The task: Your answer must consist of exactly the lines below, starting with the line with "Target: driver door window" and going on through the line with "Target: background foliage", and nothing else.

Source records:
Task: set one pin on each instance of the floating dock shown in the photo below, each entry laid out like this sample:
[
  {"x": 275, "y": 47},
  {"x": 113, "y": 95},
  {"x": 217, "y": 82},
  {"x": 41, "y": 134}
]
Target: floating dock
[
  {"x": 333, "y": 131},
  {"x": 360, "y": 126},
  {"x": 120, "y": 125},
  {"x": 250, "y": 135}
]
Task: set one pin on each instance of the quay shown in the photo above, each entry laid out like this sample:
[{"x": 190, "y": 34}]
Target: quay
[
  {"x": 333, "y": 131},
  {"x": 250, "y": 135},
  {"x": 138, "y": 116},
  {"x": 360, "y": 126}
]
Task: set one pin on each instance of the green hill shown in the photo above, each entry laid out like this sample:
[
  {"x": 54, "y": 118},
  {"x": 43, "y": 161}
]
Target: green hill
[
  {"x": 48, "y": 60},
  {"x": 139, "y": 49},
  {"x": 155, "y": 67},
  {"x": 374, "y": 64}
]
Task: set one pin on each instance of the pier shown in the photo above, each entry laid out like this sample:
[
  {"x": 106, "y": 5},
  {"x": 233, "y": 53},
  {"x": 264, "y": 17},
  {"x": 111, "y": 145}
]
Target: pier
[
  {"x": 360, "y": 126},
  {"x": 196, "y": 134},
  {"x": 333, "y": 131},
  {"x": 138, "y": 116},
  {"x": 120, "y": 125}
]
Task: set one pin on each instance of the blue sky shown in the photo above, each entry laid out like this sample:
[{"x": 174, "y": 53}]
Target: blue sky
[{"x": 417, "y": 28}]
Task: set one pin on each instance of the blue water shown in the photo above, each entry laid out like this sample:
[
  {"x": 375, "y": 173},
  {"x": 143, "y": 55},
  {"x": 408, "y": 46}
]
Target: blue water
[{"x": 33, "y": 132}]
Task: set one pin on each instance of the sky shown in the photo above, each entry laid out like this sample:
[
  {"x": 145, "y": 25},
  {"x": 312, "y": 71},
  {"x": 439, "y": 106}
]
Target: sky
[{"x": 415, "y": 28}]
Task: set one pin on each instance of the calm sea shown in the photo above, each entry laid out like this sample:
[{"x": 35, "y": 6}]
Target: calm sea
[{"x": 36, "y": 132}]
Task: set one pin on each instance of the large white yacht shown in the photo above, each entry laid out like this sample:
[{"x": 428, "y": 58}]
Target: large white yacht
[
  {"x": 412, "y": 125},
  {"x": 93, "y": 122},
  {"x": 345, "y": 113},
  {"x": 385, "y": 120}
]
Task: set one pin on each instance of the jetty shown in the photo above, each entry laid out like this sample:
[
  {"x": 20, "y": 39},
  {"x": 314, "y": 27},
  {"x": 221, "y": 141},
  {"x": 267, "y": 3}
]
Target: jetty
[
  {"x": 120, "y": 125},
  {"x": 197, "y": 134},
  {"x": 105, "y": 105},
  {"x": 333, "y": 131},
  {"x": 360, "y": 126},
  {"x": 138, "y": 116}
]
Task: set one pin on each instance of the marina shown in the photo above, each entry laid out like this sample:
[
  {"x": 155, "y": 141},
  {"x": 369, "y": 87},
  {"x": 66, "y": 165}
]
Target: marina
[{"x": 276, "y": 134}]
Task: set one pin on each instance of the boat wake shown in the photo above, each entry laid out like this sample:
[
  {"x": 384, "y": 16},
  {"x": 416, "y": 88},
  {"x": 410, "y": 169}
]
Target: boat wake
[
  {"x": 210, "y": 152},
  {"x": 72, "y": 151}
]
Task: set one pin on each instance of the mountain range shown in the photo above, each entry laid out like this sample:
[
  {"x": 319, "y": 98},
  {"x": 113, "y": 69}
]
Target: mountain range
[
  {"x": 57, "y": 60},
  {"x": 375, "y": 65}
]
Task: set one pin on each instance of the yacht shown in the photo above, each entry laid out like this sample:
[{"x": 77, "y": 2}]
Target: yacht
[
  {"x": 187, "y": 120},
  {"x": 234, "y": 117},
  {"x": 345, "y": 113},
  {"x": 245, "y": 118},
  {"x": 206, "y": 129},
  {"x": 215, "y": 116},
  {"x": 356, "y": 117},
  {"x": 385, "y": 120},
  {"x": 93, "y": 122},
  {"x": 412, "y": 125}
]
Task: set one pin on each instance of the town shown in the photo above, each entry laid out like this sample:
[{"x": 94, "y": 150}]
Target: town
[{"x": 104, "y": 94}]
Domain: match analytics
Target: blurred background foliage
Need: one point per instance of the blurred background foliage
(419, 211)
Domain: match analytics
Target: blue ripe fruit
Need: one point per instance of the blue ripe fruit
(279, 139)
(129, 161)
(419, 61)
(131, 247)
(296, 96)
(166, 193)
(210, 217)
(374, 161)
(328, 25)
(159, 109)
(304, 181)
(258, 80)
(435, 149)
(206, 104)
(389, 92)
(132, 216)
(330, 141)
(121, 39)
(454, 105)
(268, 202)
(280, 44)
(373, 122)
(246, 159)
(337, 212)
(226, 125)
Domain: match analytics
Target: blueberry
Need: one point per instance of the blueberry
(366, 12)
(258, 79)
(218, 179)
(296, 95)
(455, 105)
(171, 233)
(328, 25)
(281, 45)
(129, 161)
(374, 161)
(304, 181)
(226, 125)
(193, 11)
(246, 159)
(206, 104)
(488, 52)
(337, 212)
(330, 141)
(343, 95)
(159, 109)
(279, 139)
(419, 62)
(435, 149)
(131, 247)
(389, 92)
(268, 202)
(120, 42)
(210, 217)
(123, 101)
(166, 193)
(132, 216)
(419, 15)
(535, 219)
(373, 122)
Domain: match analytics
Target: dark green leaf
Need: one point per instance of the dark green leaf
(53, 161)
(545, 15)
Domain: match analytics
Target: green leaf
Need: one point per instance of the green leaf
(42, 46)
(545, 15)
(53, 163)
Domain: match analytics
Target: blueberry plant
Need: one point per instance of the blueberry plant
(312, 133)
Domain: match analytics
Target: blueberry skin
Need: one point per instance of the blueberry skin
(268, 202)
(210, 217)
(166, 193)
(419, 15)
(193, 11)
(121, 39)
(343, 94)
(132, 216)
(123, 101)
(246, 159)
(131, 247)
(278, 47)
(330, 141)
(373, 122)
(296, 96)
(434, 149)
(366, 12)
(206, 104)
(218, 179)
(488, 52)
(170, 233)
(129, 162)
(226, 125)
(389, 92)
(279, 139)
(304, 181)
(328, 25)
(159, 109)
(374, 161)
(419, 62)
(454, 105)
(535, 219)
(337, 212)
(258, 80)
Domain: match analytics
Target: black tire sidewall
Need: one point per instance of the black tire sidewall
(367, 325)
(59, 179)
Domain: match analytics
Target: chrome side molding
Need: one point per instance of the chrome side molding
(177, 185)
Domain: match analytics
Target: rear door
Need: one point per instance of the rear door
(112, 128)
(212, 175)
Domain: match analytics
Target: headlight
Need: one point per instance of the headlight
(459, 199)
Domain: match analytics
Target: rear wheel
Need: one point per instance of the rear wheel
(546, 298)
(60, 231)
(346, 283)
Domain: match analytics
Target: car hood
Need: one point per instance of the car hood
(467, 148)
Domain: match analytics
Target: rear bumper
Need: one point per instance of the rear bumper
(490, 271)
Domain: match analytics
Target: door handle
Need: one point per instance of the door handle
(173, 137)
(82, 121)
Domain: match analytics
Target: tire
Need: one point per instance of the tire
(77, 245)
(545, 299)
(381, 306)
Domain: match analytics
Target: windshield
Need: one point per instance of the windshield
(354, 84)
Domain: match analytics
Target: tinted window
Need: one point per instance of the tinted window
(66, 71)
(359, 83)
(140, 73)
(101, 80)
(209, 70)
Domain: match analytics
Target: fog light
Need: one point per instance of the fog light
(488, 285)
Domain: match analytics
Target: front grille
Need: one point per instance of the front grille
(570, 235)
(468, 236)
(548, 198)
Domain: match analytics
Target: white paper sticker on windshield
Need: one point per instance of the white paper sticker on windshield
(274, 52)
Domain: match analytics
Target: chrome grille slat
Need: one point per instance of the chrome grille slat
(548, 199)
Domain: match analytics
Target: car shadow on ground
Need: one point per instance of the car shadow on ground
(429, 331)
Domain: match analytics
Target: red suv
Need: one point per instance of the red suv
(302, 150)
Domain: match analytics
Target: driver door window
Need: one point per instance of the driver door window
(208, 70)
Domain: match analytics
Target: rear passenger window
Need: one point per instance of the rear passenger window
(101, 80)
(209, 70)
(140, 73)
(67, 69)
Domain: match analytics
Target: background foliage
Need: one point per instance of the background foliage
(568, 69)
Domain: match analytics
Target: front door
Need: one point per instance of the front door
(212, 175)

Answer for the task:
Target: driver door window
Need: one point per instance of the driver door window
(208, 70)
Domain: match analytics
Target: rear passenger window
Need: one point per instance of the rear passenger window
(101, 80)
(209, 70)
(140, 73)
(67, 69)
Domain: match analytics
Target: background foliage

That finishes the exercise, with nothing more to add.